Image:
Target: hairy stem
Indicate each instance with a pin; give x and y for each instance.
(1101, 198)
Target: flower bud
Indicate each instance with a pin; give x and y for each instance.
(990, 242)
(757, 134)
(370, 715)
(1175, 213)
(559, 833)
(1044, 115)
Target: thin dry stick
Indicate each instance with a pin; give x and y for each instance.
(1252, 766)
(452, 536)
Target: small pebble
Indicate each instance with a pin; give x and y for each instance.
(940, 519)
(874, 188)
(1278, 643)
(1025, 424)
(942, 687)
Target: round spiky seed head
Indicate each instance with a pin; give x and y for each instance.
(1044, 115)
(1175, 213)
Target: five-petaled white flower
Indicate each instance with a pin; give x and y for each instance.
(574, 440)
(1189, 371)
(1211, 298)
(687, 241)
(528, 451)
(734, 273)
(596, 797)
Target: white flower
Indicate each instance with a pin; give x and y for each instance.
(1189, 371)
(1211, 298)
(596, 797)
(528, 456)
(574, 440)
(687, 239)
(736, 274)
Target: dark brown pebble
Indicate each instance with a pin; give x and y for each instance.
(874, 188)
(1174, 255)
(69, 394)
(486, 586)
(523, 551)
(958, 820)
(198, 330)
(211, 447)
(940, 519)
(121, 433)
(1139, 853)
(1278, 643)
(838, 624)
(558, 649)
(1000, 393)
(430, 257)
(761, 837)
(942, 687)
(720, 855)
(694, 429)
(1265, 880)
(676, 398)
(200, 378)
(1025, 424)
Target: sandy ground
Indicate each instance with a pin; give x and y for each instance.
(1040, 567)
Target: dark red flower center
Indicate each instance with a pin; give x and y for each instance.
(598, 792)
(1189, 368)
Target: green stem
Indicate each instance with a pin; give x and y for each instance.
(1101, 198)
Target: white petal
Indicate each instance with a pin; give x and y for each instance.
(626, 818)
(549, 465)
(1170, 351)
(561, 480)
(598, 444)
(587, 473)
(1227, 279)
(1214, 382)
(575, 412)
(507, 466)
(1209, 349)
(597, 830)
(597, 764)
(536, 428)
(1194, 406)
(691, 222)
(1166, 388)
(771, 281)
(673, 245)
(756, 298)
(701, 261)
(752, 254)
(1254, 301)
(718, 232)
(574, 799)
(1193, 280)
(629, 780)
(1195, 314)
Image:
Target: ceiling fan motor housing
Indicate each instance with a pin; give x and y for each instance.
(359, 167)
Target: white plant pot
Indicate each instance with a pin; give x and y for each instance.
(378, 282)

--- REQUIRED ACTION ---
Scan the entries for the word "pebble". Report each line that has it.

--- RESULT BELOW ---
Target: small pebble
Target: dark brown pebble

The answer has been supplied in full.